_EXCERPT PROVIDED_
[start]

Forward-Looking Statements

 

Certain statements contained in this quarterly report on Form 10-Q for the quarter ended September 30, 2005 may include certain forward-looking information statements, within the meaning of Section 27A of the Securities Act of 1933, as amended, and Section 21E of the Securities Exchange Act of 1934, as amended, including (without limitation) statements with respect to anticipated future operating and financial performance, growth and acquisition opportunities and other similar forecasts and statements of expectation. Words such as “expects”, “anticipates”, “intends”, “plans”, “will”, “believes”, “seeks”, “estimates”, and “should” and variations of these words and similar expressions, are intended to identify these forward-looking statements. Forward-looking statements made by the Company and its management are based on estimates, projections, beliefs and assumptions of management at the time of such statements and are not guarantees of future performance. The Company disclaims any obligation to update or revise any forward-looking statement based on the occurrence of future events, the receipt of new information or otherwise. Actual future performance, outcomes and results may differ materially from those expressed in forward-looking statements made by the Company and its management as a result of a number of risks, uncertainties and assumptions. Representative examples of these factors include (without limitation) general industry and economic conditions, unanticipated changes in the markets served by the Company (such as the railcar leasing, service and sales, intermodal tank container leasing and metal products distribution industries), acts of terrorism, interest rate trends, cost of capital requirements, competition from other companies, changes in operating expenses, changes in prices and availability of key raw materials, governmental and public policy changes, changes in applicable laws, rules and regulations (including changes in tax laws).

[end]

Coordinate annotation rows
[start]

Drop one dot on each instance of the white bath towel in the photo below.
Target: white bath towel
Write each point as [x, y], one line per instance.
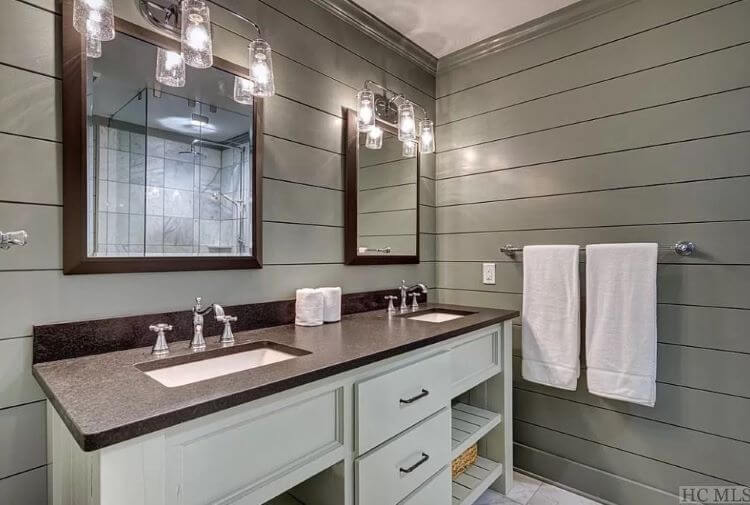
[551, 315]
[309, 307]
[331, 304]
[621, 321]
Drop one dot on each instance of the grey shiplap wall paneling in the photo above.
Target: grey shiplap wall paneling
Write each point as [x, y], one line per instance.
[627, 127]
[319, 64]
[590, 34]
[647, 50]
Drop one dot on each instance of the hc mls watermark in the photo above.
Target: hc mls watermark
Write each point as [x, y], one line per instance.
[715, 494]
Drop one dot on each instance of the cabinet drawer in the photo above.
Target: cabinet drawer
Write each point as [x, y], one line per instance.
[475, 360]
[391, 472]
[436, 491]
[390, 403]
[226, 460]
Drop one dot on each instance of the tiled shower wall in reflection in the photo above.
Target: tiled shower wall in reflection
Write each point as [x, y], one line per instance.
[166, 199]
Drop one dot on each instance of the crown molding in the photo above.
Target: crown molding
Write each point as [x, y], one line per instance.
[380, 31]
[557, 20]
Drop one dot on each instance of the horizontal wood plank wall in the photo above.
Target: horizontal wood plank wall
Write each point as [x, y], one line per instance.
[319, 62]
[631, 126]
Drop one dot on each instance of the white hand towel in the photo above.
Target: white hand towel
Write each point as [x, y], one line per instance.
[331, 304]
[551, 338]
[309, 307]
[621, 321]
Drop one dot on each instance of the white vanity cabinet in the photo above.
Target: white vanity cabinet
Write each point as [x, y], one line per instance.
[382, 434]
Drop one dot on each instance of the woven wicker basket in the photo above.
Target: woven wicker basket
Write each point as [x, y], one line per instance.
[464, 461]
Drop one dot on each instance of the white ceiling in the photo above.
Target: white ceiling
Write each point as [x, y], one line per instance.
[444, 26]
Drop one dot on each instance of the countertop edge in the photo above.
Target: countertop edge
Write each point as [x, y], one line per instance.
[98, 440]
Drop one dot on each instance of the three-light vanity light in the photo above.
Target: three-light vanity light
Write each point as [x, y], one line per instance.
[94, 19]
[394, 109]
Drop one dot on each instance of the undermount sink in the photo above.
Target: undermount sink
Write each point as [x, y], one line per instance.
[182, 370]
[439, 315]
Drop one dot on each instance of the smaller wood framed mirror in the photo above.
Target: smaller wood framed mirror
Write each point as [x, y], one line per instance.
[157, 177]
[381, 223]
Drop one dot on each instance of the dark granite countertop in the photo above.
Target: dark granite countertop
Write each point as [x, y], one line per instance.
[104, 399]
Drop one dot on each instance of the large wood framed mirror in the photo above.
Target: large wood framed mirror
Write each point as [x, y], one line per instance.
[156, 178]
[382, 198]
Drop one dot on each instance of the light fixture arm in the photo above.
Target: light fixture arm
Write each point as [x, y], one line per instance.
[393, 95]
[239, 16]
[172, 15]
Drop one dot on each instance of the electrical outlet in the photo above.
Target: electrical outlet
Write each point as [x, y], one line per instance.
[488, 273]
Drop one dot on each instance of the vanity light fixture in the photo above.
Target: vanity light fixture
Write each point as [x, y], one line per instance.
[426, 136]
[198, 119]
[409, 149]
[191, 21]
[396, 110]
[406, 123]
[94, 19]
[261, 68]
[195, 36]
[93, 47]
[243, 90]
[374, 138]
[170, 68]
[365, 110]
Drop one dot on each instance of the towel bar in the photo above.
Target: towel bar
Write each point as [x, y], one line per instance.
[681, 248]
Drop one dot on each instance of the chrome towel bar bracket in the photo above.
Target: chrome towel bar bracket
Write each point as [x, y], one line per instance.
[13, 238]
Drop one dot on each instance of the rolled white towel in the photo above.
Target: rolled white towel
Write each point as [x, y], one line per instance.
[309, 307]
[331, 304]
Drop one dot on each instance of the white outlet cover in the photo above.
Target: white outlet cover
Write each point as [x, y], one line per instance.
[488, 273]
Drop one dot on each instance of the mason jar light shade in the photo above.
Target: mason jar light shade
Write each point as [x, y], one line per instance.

[end]

_WHAT YOU WILL DO_
(a) Reproduce the rows without any change, starting at the row that contains "Drop one dot on each instance of the smaller" and running through the final row, both ends included.
(b) Continue the forward-looking statements passage from its last sentence.

_EXPECTED RESULTS_
(a)
Drop one dot on each instance of the smaller wood framed mirror in the photo above.
Target: smaller wood framed mirror
Write each point as [x, y], one line per instance.
[157, 177]
[381, 223]
Drop one dot on each instance of the dark granite countertop in the photo above.
Target: dark granite countertop
Write each point as [x, y], one line per instance.
[104, 399]
Drop one dot on each instance of the large wood framed mirror in the photo above.
Target: large wood framed mirror
Write each point as [x, y], one line per instance.
[156, 178]
[382, 198]
Drop one dot on each instance of the light fixture arm in the photo above.
Target: light fixture arm
Write each point as [x, y], one line per instance.
[393, 95]
[239, 16]
[172, 15]
Drop one dot on each instance of the electrical outlet in the photo above.
Target: electrical outlet
Write each point as [x, y], one line per instance.
[488, 273]
Drop one dot on each instance of the vanity light fixture in the photo above.
Target: vanity light fixture
Write each point as [x, y], one line per instance.
[426, 136]
[198, 119]
[409, 149]
[191, 21]
[396, 110]
[406, 123]
[94, 19]
[261, 68]
[195, 36]
[93, 47]
[243, 90]
[374, 138]
[170, 68]
[365, 110]
Drop one dot on each instance of the towel bar in the photo above.
Target: towel bar
Write each point as [x, y], one line per instance.
[681, 248]
Drop one dot on each instance of the chrome towel bar bracket in the photo above.
Target: chrome towel bar bracket
Write each point as [x, y], one line per instance.
[13, 238]
Drop one dot on each instance of the rolled white towel in the photo above.
Target: rolled white towel
Write each point as [x, y], one line per instance.
[309, 307]
[331, 304]
Drop one dot on each instance of the white outlet cover in the photo above.
Target: white outlet cover
Write each point as [x, y], one line per instance.
[488, 273]
Drop one dot on each instance of the mason jar light shade in the photo above.
Target: mason jar light shade
Write each point as [x, y], one line per instance.

(b)
 

Results of Operations

3rd Quarter 2005 versus 3rd Quarter 2004

 

Performance of the equipment leasing businesses improved in all major markets. Demand for existing railcar equipment improved, resulting in fleet growth, higher fleet utilization and improved lease rental rates. Demand for leased intermodal tank containers improved, resulting in fleet growth and higher utilization. Third quarter revenues and gross profit from services were as follows:

 

     2005

    2004

    Increase
(Decrease)


     (Dollars in Thousands)

Services revenue

   $ 193,708     $ 188,418     $ 5,290

Cost of services

     118,651       115,913       2,738
    


 


 

Gross profit from services

   $ 75,057     $ 72,505     $ 2,552

Gross margin %

     39 %     38 %      

 

- 16 -


Services revenue in the third quarter of 2005 increased over the third quarter of 2004 primarily due to an $11.4 million increase in railcar leasing and service revenues (improved utilization rates and equipment additions) and a $2.1 million increase in intermodal tank container leasing revenues (improved utilization rates and equipment additions), which more than offset a $8.4 million decrease in revenues primarily due to eliminating low-margin transportation and terminaling activity related to sulphur processing.

 

Gross profit on services revenue in the third quarter of 2005 increased from the third quarter of 2004 primarily due to a $2.6 million increase for the intermodal tank container leasing business (improved utilization rates and equipment additions) and a $0.7 million improvement for railcar leasing (improved utilization rates, lower external lease expense due to exercising purchase options on leveraged leases, and equipment additions). These increases were partially offset by decreases at various other businesses.

 

Average utilization of the Company’s railcar fleet was 99% for the third quarter of 2005, compared with 97% for the third quarter of 2004. Utilization rates of the Company’s existing railcars are driven by long-term requirements of manufacturers and shippers of chemical products, petroleum products, food products, and bulk plastics, and suitability of the Company’s fleet to meet such demand. The potential impact of short-term fluctuations in demand is tempered by the longer-term nature of the leases.

 

Sales revenue increased primarily due to increased prices and volume for products of the metals distribution business. Third quarter revenues and gross profit from sales were as follows:

 

     2005

    2004

    Increase
(Decrease)


     (Dollars in Thousands)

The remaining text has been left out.